---------- STORED DATA

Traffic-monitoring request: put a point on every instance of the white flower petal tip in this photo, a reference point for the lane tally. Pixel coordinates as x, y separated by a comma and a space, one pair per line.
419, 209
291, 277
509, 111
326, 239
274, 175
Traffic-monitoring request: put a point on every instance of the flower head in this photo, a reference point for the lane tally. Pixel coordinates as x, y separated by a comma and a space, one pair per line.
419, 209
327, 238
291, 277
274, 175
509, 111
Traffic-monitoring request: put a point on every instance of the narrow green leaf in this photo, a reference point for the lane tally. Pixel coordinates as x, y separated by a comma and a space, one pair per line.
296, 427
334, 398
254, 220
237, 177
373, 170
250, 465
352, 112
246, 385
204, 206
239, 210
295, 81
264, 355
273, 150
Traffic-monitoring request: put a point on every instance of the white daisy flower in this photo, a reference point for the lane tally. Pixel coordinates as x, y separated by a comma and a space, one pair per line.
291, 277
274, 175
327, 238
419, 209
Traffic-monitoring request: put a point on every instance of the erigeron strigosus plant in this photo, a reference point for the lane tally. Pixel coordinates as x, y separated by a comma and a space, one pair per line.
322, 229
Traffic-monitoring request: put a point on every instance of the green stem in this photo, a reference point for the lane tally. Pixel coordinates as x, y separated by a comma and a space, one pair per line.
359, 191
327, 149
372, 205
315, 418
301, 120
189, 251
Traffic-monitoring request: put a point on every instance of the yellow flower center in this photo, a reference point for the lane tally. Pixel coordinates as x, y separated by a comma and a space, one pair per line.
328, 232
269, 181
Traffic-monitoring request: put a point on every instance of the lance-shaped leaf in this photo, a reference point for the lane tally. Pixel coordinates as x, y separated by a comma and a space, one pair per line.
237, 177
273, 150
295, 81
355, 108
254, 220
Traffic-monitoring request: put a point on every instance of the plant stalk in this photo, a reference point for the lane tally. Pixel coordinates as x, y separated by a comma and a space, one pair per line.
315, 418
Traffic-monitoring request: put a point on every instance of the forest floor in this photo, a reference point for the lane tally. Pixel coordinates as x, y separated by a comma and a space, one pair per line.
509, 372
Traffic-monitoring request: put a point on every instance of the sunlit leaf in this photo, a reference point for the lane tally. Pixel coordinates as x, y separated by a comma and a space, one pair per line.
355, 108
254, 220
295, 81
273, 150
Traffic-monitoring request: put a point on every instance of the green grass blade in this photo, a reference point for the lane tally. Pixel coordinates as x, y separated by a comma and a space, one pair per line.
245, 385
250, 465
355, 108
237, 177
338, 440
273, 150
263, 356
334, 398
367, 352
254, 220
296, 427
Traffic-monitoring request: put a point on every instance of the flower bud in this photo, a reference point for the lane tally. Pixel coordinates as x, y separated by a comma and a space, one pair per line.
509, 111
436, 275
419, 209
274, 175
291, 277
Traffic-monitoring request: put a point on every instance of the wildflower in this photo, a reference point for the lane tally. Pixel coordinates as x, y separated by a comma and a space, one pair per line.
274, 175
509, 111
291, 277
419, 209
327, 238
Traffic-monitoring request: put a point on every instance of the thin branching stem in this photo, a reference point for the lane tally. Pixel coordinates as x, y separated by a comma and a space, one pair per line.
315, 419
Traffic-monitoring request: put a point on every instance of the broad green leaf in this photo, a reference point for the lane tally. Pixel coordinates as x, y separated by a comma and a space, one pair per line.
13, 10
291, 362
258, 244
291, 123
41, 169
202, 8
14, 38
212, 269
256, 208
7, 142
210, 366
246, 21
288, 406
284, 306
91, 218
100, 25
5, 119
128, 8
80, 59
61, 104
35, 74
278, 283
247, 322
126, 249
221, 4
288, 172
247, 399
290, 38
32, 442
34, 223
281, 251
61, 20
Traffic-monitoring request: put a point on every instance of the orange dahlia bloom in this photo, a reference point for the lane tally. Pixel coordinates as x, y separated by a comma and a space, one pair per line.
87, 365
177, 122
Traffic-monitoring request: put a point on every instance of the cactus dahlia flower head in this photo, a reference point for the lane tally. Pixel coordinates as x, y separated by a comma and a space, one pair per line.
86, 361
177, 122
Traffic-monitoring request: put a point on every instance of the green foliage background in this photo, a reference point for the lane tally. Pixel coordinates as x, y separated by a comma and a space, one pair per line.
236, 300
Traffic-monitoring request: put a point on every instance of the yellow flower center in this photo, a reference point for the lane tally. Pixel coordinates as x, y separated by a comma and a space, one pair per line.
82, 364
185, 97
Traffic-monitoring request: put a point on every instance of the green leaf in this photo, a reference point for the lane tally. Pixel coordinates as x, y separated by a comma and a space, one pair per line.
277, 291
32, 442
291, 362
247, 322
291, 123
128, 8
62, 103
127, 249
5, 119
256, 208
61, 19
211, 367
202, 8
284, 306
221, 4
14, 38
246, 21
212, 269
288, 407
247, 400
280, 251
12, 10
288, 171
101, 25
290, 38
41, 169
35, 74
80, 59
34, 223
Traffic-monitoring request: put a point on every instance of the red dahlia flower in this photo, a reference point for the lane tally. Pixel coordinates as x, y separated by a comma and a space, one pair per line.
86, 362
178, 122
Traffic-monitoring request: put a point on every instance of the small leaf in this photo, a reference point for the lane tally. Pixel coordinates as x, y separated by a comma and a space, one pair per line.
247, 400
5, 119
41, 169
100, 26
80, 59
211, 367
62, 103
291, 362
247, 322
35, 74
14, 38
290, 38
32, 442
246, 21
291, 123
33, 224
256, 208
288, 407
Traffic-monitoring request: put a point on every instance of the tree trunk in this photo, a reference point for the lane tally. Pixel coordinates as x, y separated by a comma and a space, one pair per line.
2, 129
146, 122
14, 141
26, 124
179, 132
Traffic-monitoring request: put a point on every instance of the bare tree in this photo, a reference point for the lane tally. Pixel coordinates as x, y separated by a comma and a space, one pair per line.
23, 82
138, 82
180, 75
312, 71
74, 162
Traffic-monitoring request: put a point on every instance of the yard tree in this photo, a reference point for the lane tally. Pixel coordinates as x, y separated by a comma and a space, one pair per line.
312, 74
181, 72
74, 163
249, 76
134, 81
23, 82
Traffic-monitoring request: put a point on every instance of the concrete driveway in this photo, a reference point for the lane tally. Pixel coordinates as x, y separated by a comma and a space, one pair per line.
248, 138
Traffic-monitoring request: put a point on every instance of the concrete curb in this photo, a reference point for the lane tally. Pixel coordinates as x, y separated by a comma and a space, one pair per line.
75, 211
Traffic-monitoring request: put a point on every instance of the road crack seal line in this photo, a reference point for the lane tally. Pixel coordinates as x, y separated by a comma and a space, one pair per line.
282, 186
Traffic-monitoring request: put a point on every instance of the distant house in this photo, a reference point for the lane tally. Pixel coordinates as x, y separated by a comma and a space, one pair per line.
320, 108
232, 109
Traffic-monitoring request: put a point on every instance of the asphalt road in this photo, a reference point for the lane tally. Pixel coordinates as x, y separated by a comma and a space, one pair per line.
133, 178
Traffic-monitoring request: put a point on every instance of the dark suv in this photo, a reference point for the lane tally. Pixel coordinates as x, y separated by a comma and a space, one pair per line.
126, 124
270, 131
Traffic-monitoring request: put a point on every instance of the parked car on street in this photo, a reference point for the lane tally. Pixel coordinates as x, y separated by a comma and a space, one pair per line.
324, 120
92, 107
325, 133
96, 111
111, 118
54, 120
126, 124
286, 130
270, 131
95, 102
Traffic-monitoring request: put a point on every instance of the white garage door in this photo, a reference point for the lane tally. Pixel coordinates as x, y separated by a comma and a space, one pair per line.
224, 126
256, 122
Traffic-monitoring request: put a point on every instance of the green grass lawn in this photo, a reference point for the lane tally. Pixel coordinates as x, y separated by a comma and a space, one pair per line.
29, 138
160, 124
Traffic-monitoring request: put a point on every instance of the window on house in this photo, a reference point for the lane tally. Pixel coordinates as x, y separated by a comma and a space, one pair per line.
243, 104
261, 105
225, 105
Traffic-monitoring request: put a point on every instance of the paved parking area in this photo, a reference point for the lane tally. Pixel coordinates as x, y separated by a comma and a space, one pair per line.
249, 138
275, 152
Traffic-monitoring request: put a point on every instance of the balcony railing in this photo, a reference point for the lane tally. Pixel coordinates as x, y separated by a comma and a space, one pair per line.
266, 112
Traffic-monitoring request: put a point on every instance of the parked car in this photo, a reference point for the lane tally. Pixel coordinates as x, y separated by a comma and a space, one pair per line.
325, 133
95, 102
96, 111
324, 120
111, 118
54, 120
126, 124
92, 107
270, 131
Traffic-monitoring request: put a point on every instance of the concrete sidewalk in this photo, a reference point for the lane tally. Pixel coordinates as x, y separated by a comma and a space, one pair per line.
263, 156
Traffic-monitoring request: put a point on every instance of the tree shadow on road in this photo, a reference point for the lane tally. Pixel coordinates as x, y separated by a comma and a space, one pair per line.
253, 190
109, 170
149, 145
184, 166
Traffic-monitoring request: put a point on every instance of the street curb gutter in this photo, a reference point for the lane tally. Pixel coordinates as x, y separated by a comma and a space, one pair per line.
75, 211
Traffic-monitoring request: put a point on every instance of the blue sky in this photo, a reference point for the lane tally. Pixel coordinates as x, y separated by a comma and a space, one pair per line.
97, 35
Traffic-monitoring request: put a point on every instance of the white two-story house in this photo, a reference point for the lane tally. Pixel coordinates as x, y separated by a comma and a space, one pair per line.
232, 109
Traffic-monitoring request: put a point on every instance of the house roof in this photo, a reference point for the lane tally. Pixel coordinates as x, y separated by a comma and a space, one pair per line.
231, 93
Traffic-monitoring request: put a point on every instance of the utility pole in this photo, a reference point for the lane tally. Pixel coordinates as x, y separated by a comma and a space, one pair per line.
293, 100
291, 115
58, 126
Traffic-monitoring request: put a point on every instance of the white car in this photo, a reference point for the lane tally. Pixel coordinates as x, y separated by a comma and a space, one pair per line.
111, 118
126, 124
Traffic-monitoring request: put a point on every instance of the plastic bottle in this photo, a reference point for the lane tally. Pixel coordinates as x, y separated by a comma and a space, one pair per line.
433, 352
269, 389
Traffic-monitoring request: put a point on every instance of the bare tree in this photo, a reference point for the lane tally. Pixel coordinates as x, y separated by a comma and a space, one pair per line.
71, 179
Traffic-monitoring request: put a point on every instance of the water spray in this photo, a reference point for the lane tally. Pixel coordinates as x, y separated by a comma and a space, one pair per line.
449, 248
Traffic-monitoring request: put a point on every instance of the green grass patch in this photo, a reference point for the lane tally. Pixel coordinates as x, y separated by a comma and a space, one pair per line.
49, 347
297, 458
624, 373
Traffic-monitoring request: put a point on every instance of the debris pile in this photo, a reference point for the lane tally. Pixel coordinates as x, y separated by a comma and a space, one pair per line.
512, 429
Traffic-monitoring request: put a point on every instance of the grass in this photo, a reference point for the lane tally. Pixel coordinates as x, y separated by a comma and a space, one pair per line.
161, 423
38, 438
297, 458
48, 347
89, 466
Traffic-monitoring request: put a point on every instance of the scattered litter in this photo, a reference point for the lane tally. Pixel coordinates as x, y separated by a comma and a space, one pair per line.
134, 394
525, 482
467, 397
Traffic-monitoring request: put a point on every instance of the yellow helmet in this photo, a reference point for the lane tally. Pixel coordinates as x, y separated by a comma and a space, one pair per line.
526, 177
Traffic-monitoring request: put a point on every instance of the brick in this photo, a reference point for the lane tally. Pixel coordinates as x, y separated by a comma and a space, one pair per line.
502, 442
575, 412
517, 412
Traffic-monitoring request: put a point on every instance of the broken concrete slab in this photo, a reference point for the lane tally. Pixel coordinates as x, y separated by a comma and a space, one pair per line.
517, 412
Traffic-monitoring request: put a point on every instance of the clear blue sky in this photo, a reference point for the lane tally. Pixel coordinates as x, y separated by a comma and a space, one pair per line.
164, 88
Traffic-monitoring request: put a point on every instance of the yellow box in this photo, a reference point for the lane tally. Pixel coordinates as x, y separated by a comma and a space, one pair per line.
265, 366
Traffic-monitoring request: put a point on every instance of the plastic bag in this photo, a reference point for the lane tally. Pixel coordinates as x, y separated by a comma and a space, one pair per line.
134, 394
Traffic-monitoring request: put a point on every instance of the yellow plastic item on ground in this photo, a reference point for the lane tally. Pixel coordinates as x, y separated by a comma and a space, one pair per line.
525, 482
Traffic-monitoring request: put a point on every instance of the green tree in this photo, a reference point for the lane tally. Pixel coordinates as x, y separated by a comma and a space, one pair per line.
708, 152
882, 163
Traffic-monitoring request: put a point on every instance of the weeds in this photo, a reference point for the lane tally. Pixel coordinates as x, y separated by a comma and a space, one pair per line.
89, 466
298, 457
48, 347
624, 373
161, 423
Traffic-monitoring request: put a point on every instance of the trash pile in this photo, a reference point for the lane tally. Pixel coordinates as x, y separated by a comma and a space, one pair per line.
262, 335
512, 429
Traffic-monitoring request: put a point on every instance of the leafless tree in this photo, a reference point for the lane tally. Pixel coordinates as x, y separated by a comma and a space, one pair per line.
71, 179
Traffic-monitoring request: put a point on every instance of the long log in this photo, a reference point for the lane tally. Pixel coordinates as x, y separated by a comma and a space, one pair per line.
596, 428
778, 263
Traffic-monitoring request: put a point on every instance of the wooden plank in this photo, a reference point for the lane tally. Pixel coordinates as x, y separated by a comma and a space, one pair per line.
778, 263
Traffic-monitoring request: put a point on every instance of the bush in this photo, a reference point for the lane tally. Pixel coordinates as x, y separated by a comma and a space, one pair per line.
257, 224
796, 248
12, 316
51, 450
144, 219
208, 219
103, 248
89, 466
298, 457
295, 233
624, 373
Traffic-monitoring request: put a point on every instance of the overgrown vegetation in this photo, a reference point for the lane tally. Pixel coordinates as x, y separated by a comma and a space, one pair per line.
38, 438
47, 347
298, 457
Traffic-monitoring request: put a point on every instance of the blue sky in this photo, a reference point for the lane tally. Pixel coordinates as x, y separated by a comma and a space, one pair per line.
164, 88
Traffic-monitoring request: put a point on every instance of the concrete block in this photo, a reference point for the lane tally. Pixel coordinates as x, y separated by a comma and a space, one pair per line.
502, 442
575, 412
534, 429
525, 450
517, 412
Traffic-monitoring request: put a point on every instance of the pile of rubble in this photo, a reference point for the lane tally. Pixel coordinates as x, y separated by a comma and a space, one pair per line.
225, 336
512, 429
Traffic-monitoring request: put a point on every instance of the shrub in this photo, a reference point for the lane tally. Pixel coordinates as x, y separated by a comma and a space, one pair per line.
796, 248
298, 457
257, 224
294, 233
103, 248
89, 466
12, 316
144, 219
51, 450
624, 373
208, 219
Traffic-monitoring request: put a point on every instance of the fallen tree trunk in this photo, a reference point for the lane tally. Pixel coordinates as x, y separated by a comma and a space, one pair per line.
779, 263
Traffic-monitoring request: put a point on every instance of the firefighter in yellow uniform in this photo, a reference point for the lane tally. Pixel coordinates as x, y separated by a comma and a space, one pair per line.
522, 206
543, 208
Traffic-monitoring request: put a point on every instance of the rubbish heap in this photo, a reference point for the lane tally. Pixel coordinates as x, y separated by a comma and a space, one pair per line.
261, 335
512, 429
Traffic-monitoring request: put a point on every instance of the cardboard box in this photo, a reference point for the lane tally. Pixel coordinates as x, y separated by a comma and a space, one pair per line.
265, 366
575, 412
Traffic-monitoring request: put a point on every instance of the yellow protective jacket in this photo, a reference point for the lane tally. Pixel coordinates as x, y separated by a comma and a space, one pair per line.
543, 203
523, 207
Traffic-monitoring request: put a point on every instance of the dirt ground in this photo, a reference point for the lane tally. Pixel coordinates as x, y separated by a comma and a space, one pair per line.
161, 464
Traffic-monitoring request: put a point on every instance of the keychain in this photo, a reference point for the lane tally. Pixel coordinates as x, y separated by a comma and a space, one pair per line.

--------------------

■ THE TASK: Copy every line from the one containing "of the rubbish" down through the last of the rows, keeping both ends and changing nothing.

■ ANSWER TO THIS PROBLEM:
Traffic-monitoring request: put a point on every instance of the rubbish heap in this photo, a reference point for the lane tally. Pixel coordinates as x, y separated by a comma and a space, one pair per line.
261, 335
512, 429
Traffic-monitoring request: put a point on every instance of the cardboard box in this photo, a reference point for the lane tally. Pixel coordinates as x, y separated by a comma and a space, one pair per line.
265, 366
575, 412
Traffic-monitoring request: put a point on every instance of the yellow protective jacket in this photo, a reference point for the lane tally. Pixel coordinates as x, y separated by a comma and a space, one pair per line.
543, 203
523, 207
Traffic-monitoring request: put a point on every instance of the dirt ground in this photo, a reference point for the lane tally. Pixel coordinates as x, y separated by a comma and a space, one pair per line.
161, 464
Traffic-monitoring request: put a point on every instance of the keychain in this photo, a reference point for the lane tally. Pixel coordinates as x, y separated by a comma and a space, one pair per line.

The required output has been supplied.